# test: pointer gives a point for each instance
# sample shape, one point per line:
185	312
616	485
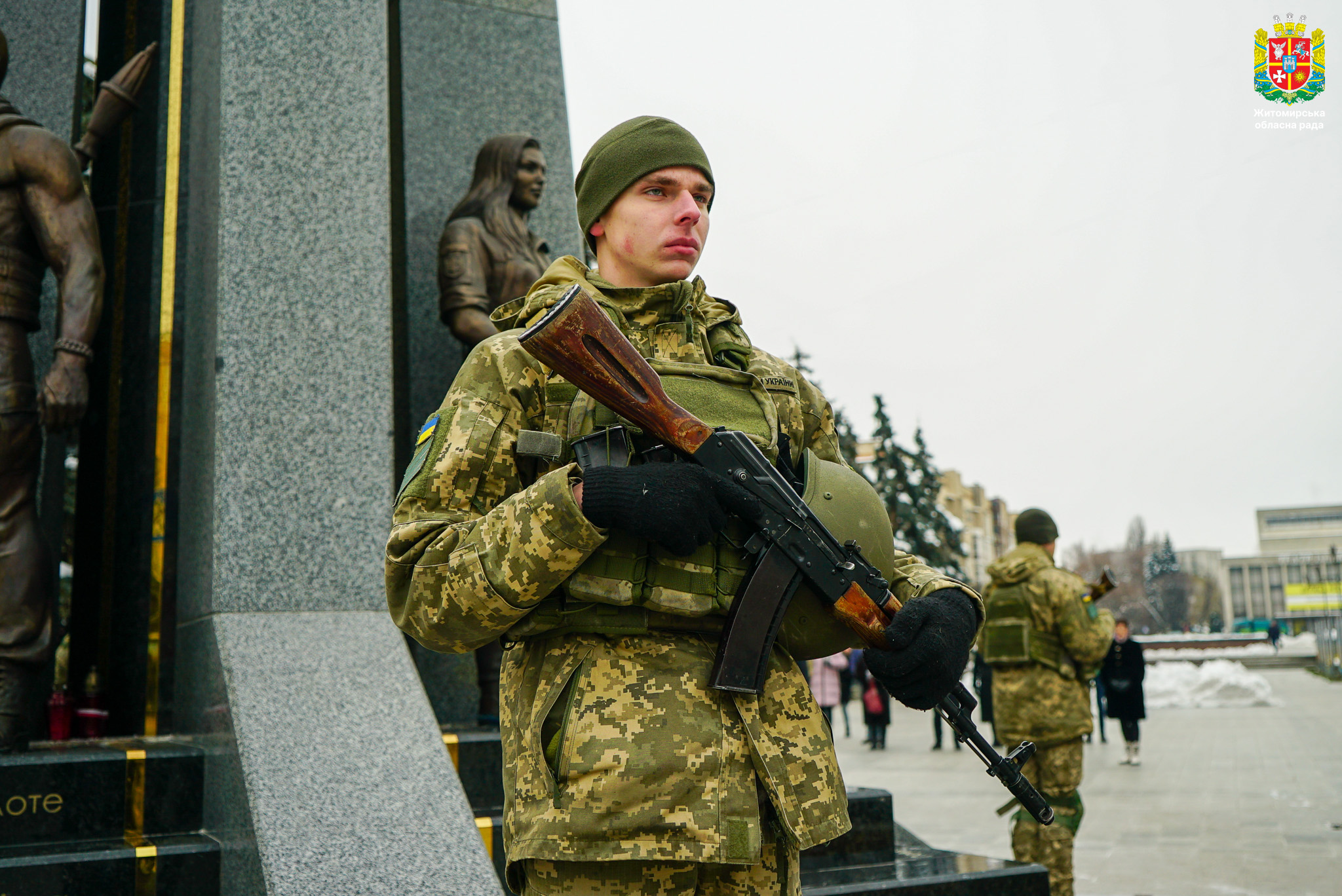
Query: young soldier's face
655	231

**DIRECTIONS**
No pictures belong in the copy. Transcribe every entry exactly.

**ANSWER TO THIS PROBLEM**
# test: pointer gives a point for each instance
# sample shape, one point per line:
185	312
616	485
Query: young soldier's face
655	231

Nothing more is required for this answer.